* _WHAT TO WORK ON_: Find every line in the data below that contains the word "brown" and copy each of those lines.

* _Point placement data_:
--------
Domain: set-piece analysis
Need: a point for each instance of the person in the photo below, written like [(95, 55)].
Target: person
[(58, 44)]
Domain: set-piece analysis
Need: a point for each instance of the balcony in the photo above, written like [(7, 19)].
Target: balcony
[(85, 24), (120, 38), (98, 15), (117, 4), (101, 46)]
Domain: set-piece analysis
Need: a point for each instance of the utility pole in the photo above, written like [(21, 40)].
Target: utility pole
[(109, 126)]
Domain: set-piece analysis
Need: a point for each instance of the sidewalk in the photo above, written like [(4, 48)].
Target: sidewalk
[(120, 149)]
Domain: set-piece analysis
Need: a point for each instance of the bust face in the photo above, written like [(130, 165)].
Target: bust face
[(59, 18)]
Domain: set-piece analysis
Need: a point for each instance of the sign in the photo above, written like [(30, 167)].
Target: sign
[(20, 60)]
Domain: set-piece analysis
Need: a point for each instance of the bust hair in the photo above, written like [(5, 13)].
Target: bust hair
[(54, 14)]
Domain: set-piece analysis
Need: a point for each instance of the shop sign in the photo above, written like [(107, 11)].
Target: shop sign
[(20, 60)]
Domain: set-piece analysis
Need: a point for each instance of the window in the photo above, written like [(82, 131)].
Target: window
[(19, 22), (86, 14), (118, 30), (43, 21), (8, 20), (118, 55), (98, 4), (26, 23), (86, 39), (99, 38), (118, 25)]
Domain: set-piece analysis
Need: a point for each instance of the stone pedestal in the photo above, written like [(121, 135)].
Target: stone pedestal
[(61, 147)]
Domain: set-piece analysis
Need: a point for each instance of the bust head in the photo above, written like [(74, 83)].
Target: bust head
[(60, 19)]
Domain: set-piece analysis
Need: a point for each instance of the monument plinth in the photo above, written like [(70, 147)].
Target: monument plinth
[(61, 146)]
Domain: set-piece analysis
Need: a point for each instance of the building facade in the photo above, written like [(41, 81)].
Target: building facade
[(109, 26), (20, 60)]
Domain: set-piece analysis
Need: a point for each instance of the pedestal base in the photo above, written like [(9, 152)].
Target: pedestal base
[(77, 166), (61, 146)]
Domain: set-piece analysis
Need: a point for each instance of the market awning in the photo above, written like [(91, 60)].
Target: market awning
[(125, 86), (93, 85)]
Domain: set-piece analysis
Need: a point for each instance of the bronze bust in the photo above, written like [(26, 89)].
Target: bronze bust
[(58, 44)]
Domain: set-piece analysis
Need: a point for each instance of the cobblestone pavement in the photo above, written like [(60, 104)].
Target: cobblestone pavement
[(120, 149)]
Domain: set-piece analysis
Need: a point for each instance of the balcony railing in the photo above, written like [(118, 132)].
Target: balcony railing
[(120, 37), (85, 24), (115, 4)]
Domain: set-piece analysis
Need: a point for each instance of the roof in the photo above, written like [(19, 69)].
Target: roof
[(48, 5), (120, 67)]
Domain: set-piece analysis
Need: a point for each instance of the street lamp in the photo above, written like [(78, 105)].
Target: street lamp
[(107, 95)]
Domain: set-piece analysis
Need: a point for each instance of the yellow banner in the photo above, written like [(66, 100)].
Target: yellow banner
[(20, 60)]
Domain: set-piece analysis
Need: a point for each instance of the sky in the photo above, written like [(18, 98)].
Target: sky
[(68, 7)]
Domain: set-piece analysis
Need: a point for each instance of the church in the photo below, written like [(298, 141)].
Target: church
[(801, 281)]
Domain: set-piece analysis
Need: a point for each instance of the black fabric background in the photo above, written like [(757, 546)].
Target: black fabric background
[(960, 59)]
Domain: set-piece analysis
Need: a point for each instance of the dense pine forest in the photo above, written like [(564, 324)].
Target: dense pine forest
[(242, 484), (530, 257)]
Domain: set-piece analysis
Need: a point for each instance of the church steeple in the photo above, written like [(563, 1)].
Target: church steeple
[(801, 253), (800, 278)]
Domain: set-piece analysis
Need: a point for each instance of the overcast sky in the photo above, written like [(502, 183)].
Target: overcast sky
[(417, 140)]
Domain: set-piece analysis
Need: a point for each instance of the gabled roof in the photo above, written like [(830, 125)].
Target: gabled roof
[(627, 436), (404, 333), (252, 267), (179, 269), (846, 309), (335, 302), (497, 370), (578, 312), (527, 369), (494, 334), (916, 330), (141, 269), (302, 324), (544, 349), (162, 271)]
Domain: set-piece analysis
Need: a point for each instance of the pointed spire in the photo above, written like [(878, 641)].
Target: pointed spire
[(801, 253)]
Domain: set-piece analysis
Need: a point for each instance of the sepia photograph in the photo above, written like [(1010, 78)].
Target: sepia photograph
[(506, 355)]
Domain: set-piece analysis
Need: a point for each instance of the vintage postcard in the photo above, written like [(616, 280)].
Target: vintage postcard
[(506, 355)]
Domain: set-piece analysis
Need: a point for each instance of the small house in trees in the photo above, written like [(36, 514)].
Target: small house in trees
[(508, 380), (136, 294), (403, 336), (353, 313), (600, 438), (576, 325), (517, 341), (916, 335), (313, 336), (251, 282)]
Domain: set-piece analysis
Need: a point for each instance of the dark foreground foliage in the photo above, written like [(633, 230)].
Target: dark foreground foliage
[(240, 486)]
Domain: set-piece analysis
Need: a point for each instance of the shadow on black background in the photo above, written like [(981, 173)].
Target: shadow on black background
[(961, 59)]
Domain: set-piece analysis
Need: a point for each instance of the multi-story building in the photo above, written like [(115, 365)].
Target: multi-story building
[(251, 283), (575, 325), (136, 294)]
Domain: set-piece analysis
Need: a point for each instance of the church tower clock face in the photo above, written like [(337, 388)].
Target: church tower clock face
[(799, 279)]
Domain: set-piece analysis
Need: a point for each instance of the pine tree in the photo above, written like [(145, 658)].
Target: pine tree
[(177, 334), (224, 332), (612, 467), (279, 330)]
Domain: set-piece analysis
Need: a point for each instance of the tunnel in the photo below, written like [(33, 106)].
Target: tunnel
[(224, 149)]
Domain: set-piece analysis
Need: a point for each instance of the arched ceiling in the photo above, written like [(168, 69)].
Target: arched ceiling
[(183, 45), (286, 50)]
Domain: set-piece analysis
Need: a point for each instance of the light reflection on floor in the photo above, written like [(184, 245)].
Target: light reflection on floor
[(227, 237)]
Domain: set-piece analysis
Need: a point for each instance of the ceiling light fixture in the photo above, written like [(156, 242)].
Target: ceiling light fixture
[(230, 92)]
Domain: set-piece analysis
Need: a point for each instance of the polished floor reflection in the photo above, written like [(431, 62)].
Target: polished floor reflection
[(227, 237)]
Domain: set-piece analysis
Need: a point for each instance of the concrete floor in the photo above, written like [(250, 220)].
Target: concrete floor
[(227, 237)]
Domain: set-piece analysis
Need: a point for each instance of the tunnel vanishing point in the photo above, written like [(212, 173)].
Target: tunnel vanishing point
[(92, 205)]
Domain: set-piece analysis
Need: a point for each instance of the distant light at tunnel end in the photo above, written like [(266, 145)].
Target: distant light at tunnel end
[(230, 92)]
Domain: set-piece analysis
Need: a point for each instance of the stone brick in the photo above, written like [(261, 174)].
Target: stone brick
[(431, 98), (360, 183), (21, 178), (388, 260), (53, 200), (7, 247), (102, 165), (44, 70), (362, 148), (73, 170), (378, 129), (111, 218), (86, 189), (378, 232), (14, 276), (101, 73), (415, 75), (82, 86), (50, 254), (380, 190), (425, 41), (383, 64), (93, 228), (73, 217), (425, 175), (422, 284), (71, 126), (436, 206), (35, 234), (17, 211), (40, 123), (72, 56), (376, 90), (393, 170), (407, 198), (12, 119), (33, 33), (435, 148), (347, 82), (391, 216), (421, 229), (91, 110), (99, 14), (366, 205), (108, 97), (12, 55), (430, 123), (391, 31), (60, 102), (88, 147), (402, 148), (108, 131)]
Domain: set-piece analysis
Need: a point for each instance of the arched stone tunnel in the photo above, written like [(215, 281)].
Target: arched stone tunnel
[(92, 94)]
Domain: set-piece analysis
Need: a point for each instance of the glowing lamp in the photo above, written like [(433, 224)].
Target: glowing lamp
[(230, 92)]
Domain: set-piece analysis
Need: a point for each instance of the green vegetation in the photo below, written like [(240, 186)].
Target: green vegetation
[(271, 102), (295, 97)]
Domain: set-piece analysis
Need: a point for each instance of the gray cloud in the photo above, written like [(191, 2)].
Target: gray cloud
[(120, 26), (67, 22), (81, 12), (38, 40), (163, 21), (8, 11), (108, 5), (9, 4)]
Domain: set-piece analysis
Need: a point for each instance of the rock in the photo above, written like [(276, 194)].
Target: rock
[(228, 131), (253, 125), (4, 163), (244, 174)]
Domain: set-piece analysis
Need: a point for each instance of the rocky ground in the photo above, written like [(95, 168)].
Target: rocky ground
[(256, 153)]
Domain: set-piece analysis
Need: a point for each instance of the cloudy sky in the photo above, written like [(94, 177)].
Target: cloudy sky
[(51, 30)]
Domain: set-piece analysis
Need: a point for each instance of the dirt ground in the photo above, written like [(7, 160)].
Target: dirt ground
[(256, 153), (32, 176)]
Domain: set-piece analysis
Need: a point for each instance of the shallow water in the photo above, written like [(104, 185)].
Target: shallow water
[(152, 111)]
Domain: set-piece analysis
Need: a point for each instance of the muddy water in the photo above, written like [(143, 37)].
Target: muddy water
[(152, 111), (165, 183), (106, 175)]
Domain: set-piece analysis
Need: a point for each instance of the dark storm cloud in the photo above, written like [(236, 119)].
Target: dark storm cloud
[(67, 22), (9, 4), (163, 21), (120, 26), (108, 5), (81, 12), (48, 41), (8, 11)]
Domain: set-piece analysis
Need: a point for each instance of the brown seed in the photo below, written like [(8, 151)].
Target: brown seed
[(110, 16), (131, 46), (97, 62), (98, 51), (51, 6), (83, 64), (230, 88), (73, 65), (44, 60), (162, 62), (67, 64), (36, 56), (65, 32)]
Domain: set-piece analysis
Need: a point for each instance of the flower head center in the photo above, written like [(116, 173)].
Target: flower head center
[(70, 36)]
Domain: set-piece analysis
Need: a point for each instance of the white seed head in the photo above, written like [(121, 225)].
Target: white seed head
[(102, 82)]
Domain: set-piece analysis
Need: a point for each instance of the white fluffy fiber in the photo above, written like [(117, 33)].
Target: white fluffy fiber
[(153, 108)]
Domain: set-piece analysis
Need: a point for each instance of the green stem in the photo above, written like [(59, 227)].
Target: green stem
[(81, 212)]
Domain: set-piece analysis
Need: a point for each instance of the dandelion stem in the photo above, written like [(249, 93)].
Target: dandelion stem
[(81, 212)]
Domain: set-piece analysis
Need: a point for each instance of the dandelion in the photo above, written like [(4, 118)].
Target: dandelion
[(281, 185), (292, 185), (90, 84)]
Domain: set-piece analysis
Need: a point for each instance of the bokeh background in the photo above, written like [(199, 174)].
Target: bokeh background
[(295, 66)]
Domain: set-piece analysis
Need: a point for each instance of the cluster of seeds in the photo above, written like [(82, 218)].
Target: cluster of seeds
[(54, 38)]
--------
* _EXPECTED OUTPUT_:
Need: a point for each instance of the brown seed in the photo below, written like [(8, 151)].
Target: brown seed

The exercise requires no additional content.